- Born: 14 April 1855 Carmarthen
- Died: 12 February 1927 (aged 71) Cheltenham
- Alma mater: North London Collegiate School ;
- Occupation: Principal
- Relatives: Hugh Price Hughes, Elizabeth Phillips Hughes

= Frances Hughes =

British head of a Women's Hall of Residence (1855–1927)

Frances Emily Hughes became Frances Emily Webb-Peploe (14 April 1855 – 12 February 1927) was the head of the Women's hall of residence for the University College of North Wales in Bangor. She resigned following a dispute that caused a national debate.

== Life ==
Hughes was born in 1855. Her parents were Anne Phillips and John Hughes. Her father was a surgeon based in Carmarthen and the family already included her brother Hugh Price Hughes and her sister Elizabeth Phillips Hughes. She completed her education at the North London Collegiate School. Her brother became a Wesleyan minister whereas she and her sister became Anglicans.

Hughes was employed as the head of the Women's hall of residence for the University College of North Wales in Bangor.

==The "Bangor dispute"==
Elspeth and John Rhŷs' daughter, Myfanwy, attended the college in Bangor where she lived at the women's hall. Hughes was concerned that their daughter was leaving the hall to visit Violet Osborn. Osborn had arrived at the Hall in 1891 when she was 25. She had lived at the hall for a year but she then decided to not live in the hall and moved to Sackville Terrace. Hughes spoke, in confidence, to Myfanwy's mother Elspeth Rhŷs who was a teacher and a prominent campaigner for the education of women. Elspeth said that she was told that the elder Osborn was not good company for Myfanwy. She was "unfavourably brought-up", untruthful and not "pure-minded". It was against the rules for students staying at the halls to visit students who lived elsewhere and Osborn's character was questioned. News of this conversation spread and Violet Osborn and her supporters were concerned at the implication on her reputation. Hughes had expressed doubts about Violet's intentions and her integrity. The hall's governor's asked Frances to explain herself but she refused to reveal her sources. The Senate stood by Violet Osborn and the governors of the halls of residence backed Frances.

Referring expression pointing data
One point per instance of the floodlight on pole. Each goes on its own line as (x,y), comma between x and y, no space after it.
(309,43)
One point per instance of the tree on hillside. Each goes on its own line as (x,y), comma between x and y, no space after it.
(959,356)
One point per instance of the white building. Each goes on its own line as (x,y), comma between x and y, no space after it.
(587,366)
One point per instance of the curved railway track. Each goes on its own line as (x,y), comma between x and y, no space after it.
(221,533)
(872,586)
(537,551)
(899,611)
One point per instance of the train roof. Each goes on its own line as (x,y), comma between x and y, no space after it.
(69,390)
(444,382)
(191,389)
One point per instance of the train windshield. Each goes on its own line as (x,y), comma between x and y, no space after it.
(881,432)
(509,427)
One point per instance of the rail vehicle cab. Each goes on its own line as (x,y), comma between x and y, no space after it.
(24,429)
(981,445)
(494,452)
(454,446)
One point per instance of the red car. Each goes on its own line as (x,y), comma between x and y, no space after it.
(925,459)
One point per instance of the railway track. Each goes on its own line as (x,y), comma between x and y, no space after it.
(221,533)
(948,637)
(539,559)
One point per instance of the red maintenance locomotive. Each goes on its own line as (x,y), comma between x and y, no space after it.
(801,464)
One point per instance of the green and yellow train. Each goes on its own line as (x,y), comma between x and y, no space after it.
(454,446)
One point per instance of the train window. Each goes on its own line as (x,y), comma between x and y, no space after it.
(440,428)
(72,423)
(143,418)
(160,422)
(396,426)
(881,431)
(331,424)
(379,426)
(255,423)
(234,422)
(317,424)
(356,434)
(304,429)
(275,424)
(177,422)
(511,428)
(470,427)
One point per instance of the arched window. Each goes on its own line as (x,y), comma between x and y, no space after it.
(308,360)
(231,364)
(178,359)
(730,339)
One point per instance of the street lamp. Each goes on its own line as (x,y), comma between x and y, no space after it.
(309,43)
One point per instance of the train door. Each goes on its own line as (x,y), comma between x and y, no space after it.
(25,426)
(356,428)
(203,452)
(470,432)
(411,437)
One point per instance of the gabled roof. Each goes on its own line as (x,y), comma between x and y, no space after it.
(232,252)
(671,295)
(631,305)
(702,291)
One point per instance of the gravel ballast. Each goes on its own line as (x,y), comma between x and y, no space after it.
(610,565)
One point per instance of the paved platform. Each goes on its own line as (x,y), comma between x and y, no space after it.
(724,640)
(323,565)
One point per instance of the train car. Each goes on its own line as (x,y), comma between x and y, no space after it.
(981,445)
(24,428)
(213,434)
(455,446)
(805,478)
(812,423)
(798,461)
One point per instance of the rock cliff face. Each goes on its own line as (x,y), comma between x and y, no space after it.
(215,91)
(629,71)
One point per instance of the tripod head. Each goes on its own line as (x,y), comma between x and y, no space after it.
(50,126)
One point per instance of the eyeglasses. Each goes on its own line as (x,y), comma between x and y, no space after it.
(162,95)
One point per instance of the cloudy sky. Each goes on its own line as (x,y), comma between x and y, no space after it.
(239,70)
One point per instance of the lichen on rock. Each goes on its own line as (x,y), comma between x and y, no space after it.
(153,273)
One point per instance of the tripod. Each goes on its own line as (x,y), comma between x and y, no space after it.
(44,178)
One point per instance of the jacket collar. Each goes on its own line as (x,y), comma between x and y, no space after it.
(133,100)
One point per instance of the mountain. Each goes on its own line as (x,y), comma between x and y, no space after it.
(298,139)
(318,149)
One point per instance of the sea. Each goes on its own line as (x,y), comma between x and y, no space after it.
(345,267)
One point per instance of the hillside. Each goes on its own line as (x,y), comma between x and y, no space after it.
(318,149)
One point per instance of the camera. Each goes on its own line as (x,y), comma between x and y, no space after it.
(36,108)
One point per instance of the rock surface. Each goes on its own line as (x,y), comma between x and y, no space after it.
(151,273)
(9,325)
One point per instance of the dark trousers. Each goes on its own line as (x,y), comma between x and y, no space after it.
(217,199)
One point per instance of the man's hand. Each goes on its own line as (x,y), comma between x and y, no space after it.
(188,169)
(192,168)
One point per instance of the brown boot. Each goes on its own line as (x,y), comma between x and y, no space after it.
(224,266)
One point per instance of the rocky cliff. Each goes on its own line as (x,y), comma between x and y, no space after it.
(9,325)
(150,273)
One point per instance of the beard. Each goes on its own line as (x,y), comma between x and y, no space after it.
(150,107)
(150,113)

### [Problem to solve]
According to the biography of Frances Hughes, where did she complete her education?

### [Result of the task]
She completed her education at the North London Collegiate School.